### GOAL OF THE EXERCISE
Using the article on crosswalking data below, decide whether each statement agrees with it: (a) Crosswalking between different code sets is more challenging than crosswalking between versions of the same code set. (b) Google's efforts to "nowcast" flu epidemics from people's searches succeeded. (c) ICD-10 codes have seven characters and are entirely alphanumeric. Answer yes or no for each, and quote the words of the article that decide it.

### DOCUMENT TEXT
____

Advice from a data scientist: Careful while crosswalking

An exponential amount of data is available today, the majority of which the human mind is incapable of consuming. Ongoing efforts to tie together data siloed in different systems, departments or external databases requires building “crosswalks” between data sets—when enriching an electronic health record with other relevant data, for example, or evaluating clinical outcomes based on the type of device that was implanted into patients. Crosswalking is particularly challenging when it is done between different code sets (e.g., ICD-9 to ICD-10 or vice versa) rather than between different versions of the same one.

In short, a crosswalk is how to meaningfully unite disparate pieces of information in a common digital habitat. The basic process has existed for as long as anybody has tried to collect, group and align data in some way to make new discoveries. Broadly defined, this would include the way hand-drawn maps of cholera outbreaks in late 19th century England traced the epidemic to contaminated drinking water. It would also include more recent, albeit unsuccessful, efforts by Google to “nowcast” flu epidemics based on people’s searches for flu-related information.

A certain level of subjectivity is unavoidable on the front end when gargantuan amounts of data have to be sorted into buckets with other equivalent, identical or similar information. Categorization enables data to be “mapped” from source data fields to their “assigned” target data fields, whenever possible following established standards—e.g., HL7, SNOMED CT, ANSI, and ICD-10. There are hundreds of standards available, including ones specific to medical, pharmacy, surgical and device-related data, which can be both complementary and overlapping. But when there is no clear, one-to-one match, not everyone is going to agree on what goes where. While perspectives tend to split at departmental lines, the crosswalk has to address the issues and needs of end users, which may not give everyone what they want and may require compromise. Some items in one data set have no direct translation in another data set, much as some American words have no French or German equivalent.

Health systems have been legislatively mandated to crosswalk from ICD-9 (five characters and primarily numeric) to ICD-10 (seven characters and entirely alphanumeric) diagnoses and procedure code sets as a condition of reimbursement by the Centers for Medicate & Medicaid Services. As a practical matter, they need to assign these 68,000 diagnosis codes into clinically meaningful groupings and then merge them with other information sources to facilitate clinical and financial benchmarking. Whether to look only at primary diagnosis and procedure, or also include other codified information, remains a subject of debate. Often, for purposes of predictive analytics and machine learning, data groupings are ultimately dependent upon the business questions needing to be addressed so patterns can be accurately detected and used to drive incremental improvements.

Since crosswalked information is frequently used to make mission-critical decisions, including how to optimize reimbursement and where to make particular capital investments, health systems need to proceed with caution. Here are a few of my recommendations:

Establish policies and procedures. Some crosswalked data sets are more or less bulletproof, capable of surviving an upgrade to either of the two disparate systems being bridged because something is sitting in the middle of it that serves as a translator. Others can be a Pandora’s box, exposing organizations to migraines on future data and system conversions. If these files are to withstand the test of time and software upgrades, stakeholder teams need to be documenting data lineage and dependencies. Healthcare data governance best practices include attestation of everything done and impacted by any sort of interoperability exercise. Whenever data is being merged or migrated, consider what may change or occur in the future that will require a roadmap back to how, why and when the original crosswalk was constructed.

____

### RECORDS SHOWN
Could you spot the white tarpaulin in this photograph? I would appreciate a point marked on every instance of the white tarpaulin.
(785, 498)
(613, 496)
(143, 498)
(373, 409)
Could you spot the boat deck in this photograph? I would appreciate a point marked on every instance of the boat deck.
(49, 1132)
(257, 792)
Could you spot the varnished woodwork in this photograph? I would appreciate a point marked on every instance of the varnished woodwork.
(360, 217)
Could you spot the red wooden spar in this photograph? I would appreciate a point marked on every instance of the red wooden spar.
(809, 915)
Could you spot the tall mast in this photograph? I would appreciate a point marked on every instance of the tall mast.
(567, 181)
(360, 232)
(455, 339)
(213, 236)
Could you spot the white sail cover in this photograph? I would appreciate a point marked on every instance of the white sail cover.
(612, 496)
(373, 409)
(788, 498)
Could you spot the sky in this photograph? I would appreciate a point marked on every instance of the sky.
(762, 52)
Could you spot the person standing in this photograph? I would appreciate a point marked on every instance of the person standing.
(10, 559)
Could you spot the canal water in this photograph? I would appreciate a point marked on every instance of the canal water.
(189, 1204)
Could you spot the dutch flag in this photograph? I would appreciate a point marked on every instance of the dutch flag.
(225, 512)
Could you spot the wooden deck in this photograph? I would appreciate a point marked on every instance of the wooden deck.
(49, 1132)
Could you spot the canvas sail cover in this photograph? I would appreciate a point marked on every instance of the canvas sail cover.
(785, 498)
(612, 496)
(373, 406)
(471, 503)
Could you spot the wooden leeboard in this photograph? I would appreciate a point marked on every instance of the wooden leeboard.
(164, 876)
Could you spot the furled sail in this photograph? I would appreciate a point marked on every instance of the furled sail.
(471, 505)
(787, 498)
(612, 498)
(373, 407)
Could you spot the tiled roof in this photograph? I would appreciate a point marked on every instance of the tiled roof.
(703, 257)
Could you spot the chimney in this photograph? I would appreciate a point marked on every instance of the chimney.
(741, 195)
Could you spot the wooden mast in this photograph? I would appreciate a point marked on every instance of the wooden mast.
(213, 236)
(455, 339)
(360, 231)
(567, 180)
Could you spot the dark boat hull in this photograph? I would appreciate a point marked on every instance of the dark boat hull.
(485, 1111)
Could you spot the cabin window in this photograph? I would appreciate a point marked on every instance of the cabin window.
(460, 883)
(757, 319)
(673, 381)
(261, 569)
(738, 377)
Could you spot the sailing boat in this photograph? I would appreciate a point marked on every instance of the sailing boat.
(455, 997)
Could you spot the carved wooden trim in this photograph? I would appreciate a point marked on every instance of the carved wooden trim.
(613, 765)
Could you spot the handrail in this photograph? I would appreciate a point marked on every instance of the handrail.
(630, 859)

____

### RESPONSE FOR THIS EXERCISE
(a) Yes: "Crosswalking is particularly challenging when it is done between different code sets (e.g., ICD-9 to ICD-10 or vice versa) rather than between different versions of the same one."
(b) No: "more recent, albeit unsuccessful, efforts by Google to “nowcast” flu epidemics based on people’s searches for flu-related information."
(c) Yes: "ICD-10 (seven characters and entirely alphanumeric)"